PROVIDED PASSAGE
☆ ☆ ☆ ☆ ☆ ☆ ☆
The War Poets (Cromwell, £99.95) is a technically flashy number that has many impressive features, not least of which is the video presence of Brian Blessed. The poetry spans many centuries and features poems from the Bible and Homer up to the First World War, focussing closely on Rupert Brooke and Wilfred Owen. Useful elements include teachers' notes, web links and a gallery of war images from the different periods, but overall the content is thin. The poems are not read aloud in full - we are treated instead to short extracts - and the 'Interactive Tutorial' turns out to be a not-very-interactive (although quite edifying) lecture from a video professor (extracted, incidentally, from Cromwell's much cheaper video on the subject).
☆ ☆ ☆ ☆ ☆ ☆ ☆
ASSIGNED TASK 1
Reproduce the War Poets review word for word, starting at "The War Poets" and stopping after "on the subject).".
ASSIGNED TASK 2
Resume the War Poets review after its last sentence and carry on writing it.
The rows after the War Poets review aren't needed for any of this work.

DATASET EXTRACT
☆ ☆ ☆ ☆ ☆ ☆ ☆
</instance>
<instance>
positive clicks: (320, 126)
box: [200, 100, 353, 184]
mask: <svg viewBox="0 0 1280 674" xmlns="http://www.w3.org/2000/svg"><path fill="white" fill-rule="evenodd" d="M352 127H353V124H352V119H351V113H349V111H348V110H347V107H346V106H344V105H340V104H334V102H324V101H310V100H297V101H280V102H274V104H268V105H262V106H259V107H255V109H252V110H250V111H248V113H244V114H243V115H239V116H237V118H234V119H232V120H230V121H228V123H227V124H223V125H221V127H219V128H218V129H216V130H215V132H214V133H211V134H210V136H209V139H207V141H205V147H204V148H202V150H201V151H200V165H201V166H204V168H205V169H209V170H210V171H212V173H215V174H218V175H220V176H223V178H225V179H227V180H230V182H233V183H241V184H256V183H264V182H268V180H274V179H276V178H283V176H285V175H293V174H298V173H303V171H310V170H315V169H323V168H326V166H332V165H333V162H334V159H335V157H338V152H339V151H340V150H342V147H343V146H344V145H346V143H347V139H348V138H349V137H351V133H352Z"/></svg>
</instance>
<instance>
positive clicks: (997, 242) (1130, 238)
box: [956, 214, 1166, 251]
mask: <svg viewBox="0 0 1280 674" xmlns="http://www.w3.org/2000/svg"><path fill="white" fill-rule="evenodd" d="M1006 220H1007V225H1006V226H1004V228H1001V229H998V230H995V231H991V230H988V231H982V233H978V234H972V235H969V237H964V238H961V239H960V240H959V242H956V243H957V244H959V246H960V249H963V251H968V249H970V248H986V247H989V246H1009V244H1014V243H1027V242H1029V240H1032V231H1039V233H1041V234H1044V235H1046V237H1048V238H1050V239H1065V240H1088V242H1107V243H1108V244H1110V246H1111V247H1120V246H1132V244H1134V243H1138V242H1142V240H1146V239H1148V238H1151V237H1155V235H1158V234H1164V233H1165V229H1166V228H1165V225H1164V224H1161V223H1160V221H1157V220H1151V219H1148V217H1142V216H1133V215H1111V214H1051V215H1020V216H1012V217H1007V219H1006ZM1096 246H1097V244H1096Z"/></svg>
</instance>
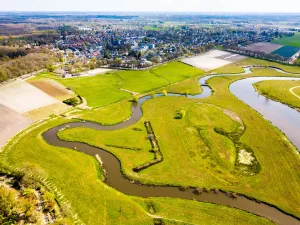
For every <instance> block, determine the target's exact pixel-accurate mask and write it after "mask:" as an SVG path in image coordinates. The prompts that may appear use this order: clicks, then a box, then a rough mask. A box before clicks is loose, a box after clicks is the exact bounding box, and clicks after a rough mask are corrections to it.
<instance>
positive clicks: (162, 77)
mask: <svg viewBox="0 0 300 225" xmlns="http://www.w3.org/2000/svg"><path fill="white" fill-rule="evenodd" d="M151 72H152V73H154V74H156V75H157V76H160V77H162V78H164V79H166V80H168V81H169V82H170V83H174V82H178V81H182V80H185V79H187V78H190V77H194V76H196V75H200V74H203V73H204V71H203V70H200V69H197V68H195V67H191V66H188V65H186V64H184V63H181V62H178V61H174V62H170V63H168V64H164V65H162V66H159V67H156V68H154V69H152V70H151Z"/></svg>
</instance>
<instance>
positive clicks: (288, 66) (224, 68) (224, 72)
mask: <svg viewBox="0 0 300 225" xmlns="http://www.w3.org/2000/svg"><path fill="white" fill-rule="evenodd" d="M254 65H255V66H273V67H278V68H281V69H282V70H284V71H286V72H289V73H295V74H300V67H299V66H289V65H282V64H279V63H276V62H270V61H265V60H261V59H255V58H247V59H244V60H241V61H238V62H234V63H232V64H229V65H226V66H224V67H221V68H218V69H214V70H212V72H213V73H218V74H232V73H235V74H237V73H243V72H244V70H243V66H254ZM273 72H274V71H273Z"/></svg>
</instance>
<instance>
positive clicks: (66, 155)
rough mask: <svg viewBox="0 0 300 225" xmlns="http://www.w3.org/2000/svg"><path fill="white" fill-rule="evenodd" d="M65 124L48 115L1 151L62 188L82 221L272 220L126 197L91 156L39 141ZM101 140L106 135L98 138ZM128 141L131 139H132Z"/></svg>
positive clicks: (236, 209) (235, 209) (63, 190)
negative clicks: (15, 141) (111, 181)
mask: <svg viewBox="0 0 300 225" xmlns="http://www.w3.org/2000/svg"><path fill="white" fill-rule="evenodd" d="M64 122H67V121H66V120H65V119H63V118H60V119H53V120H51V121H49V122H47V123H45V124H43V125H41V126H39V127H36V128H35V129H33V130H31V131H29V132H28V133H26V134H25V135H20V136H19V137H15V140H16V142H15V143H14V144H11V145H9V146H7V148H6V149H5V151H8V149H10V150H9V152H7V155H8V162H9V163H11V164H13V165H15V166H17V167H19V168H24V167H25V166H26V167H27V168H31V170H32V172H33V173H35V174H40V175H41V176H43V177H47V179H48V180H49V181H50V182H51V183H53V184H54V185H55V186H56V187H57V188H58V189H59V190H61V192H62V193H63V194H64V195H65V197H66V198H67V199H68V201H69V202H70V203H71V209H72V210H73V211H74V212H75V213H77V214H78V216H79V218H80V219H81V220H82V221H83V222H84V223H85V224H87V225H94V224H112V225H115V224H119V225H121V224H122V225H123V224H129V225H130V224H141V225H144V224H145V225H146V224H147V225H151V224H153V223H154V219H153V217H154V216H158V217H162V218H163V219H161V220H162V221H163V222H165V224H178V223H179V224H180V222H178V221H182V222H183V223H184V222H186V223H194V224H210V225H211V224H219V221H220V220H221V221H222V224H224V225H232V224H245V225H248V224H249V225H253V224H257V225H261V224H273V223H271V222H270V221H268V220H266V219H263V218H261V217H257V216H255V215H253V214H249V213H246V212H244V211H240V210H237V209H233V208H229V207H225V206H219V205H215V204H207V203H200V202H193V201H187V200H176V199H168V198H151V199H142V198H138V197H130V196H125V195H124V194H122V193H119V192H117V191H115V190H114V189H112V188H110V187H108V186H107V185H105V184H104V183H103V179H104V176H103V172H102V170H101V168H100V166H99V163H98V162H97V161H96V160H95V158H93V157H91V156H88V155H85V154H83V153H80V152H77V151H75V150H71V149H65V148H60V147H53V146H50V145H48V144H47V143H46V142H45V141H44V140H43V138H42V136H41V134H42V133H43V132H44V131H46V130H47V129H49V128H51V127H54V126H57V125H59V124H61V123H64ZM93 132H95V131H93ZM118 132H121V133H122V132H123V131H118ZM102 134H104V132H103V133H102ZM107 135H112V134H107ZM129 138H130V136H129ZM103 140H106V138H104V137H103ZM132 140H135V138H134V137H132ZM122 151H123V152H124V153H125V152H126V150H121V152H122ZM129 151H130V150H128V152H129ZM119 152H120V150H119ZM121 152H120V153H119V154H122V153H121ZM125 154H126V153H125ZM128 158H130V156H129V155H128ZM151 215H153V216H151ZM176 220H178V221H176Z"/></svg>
☆ ☆ ☆ ☆ ☆ ☆ ☆
ANSWER SPACE 1
The War Poets (Cromwell, £99.95) is a technically flashy number that has many impressive features, not least of which is the video presence of Brian Blessed. The poetry spans many centuries and features poems from the Bible and Homer up to the First World War, focussing closely on Rupert Brooke and Wilfred Owen. Useful elements include teachers' notes, web links and a gallery of war images from the different periods, but overall the content is thin. The poems are not read aloud in full - we are treated instead to short extracts - and the 'Interactive Tutorial' turns out to be a not-very-interactive (although quite edifying) lecture from a video professor (extracted, incidentally, from Cromwell's much cheaper video on the subject).

ANSWER SPACE 2
A better investment would be Over the Nightmare Ground (Headstrong Interactive, £85.00 + VAT + p&p). This lacks the whistles and bells of the former, and is visually less inspiring, but it has a solid academic base that would provide students with extensive research material. The featured poems don't cover as expansive a period as The War Poets, but Over the Nightmare Ground does include more recent poetry from World War II. All poems are read aloud in full; Charles Causley, for example, both reads Song of the Dying Gunner and talks about the background to the poem. Each poem is accompanied by a useful glossary and some thought-provoking background material. So for example, from reading Kipling's Tommy, we can click to Paddy, a parody of the poem by Tom Kettle. Some poems link to associated visual images, such as war paintings by John and Paul Nash, and whilst listening to a reading of Henry Reed's Naming of Parts, the viewer can examine a labelled diagram of a .303 rifle.

While I felt, after half an hour, that I had exhausted the possibilities of The War Poets, Over the Nightmare Ground left me newly inspired, both about war poetry and about the possibilities of the CD-ROM as a serious learning tool.

Links

Headstrong Interactive - email: mike.h@headstrong.demon.co.uk - tel: 01484 660770
(the Web site also has a useful links page)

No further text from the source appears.